Start of Stored rows

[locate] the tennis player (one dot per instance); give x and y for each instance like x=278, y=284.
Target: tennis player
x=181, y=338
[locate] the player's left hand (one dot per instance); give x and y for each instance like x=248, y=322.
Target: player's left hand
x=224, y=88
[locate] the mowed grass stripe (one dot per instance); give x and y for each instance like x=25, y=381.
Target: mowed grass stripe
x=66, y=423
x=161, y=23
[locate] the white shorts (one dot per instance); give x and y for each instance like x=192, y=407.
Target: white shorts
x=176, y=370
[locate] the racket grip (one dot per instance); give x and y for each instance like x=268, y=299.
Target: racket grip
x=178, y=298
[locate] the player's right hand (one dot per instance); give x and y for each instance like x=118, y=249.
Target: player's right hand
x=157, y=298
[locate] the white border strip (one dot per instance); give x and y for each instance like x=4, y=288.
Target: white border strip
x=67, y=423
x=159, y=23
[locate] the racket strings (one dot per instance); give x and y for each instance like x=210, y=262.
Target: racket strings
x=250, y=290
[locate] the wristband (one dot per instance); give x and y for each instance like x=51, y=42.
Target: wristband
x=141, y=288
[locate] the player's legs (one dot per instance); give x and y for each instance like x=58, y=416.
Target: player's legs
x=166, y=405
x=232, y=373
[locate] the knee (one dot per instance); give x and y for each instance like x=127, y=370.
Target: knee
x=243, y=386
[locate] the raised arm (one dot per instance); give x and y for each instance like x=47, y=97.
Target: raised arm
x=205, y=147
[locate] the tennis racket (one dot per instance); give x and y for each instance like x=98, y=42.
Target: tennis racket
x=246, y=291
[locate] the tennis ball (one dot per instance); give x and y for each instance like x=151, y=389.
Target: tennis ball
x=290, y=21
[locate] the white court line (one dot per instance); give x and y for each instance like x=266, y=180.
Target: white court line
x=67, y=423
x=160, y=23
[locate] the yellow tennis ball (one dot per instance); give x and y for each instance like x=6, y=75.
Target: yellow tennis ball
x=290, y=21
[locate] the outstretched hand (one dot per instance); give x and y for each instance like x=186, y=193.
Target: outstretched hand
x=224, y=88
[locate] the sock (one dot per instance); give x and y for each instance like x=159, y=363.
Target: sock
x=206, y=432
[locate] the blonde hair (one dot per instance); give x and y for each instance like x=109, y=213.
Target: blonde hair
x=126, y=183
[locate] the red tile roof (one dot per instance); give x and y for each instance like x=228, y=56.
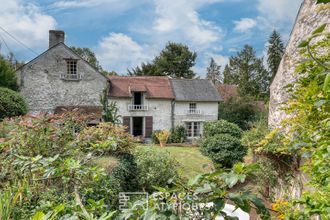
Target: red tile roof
x=154, y=86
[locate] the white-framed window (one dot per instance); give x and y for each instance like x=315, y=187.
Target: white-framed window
x=71, y=65
x=193, y=128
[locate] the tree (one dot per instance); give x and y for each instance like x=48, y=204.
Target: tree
x=11, y=104
x=174, y=60
x=148, y=69
x=248, y=72
x=8, y=77
x=110, y=110
x=227, y=77
x=274, y=53
x=88, y=55
x=213, y=72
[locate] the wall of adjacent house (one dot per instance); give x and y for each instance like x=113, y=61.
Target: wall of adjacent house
x=308, y=19
x=159, y=109
x=209, y=112
x=43, y=89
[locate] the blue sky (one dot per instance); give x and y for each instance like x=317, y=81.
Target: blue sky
x=124, y=33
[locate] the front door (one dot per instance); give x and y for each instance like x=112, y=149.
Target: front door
x=137, y=126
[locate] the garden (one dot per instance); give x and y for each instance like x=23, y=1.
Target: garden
x=58, y=167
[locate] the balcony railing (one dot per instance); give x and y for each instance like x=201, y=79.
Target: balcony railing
x=73, y=77
x=193, y=112
x=137, y=108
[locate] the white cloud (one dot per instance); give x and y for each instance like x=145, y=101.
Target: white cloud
x=26, y=22
x=278, y=10
x=182, y=21
x=245, y=24
x=118, y=52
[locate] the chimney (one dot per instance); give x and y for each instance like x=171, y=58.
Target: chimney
x=55, y=37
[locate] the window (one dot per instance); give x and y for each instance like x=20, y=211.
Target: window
x=193, y=128
x=192, y=107
x=71, y=67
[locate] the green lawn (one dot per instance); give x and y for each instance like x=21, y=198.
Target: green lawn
x=191, y=161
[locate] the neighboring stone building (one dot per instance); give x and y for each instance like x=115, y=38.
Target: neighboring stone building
x=155, y=102
x=308, y=19
x=59, y=78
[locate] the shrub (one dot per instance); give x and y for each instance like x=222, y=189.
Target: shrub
x=178, y=134
x=11, y=104
x=221, y=127
x=163, y=136
x=223, y=149
x=154, y=136
x=107, y=138
x=238, y=111
x=154, y=168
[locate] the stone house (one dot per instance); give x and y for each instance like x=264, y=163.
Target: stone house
x=58, y=78
x=159, y=102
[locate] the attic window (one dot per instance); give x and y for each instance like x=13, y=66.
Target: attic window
x=71, y=67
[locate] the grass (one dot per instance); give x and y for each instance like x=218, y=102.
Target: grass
x=191, y=161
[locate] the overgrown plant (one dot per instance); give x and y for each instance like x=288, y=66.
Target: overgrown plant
x=306, y=134
x=203, y=197
x=110, y=109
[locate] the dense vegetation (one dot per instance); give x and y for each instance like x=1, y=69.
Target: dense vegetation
x=222, y=143
x=11, y=103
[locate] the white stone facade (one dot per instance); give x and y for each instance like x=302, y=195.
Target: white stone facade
x=44, y=90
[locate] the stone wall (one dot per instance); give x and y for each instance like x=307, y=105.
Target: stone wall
x=44, y=90
x=160, y=109
x=308, y=19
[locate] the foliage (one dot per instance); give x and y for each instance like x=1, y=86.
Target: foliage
x=154, y=136
x=239, y=111
x=174, y=60
x=213, y=128
x=88, y=55
x=110, y=110
x=11, y=103
x=52, y=156
x=305, y=133
x=247, y=71
x=163, y=135
x=223, y=149
x=187, y=201
x=146, y=69
x=274, y=53
x=154, y=168
x=8, y=77
x=213, y=72
x=178, y=134
x=107, y=138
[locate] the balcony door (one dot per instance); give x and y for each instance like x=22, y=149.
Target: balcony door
x=137, y=126
x=137, y=98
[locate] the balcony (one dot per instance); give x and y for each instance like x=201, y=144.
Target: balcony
x=71, y=77
x=193, y=112
x=137, y=108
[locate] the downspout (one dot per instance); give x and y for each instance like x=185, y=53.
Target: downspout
x=172, y=113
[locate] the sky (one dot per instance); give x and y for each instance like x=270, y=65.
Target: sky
x=124, y=33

End of Stored rows

#### Task to carry out
Begin with the line that contains "[locate] the stone house" and set down each line exactly until the records above end, including the final line.

#### Written answer
[locate] the stone house (one dot per instance); give x and y for each instance like x=264, y=163.
Target: stone house
x=58, y=78
x=159, y=102
[locate] the attic window (one dot per instance); give x and y for each instance like x=13, y=66.
Target: attic window
x=71, y=67
[locate] the grass (one dot per instance); give x and y for each instance like x=218, y=102.
Target: grass
x=191, y=161
[locate] the overgrown plant (one dot per instance); give x and y for each instance like x=288, y=66.
Target: overgrown plant
x=306, y=134
x=203, y=197
x=110, y=109
[locate] the dense vegetation (one dot per instance); give x and y for each instance like x=1, y=69.
Target: dense vegetation
x=222, y=143
x=11, y=103
[locate] the white stone facade (one dot per instance); give x and y for each instance like x=302, y=195.
Target: white stone facade
x=44, y=90
[locate] the stone wall (one dot per instance); give x and y for each instance like x=307, y=105.
Target: stone wall
x=44, y=90
x=160, y=109
x=308, y=19
[locate] the foliage (one dot per instance); give x and y for each instance like x=1, y=86.
Target: foliage
x=154, y=136
x=239, y=111
x=174, y=60
x=213, y=128
x=88, y=55
x=110, y=110
x=11, y=103
x=52, y=156
x=305, y=133
x=247, y=71
x=163, y=135
x=223, y=149
x=187, y=201
x=146, y=69
x=274, y=53
x=154, y=168
x=8, y=77
x=213, y=72
x=178, y=134
x=107, y=138
[locate] the balcony door (one dot per instance); give x and y for each instance like x=22, y=149.
Target: balcony door
x=137, y=126
x=137, y=98
[locate] the balcony (one dot per instance); give x and y for each instance like x=201, y=144.
Target: balcony
x=71, y=77
x=193, y=112
x=137, y=108
[locate] the downspout (one dot per instance); give x and y for each instance like x=185, y=53.
Target: downspout
x=172, y=113
[locate] the sky (one dot per instance); give x and y for each instance like x=270, y=65.
Target: sky
x=124, y=33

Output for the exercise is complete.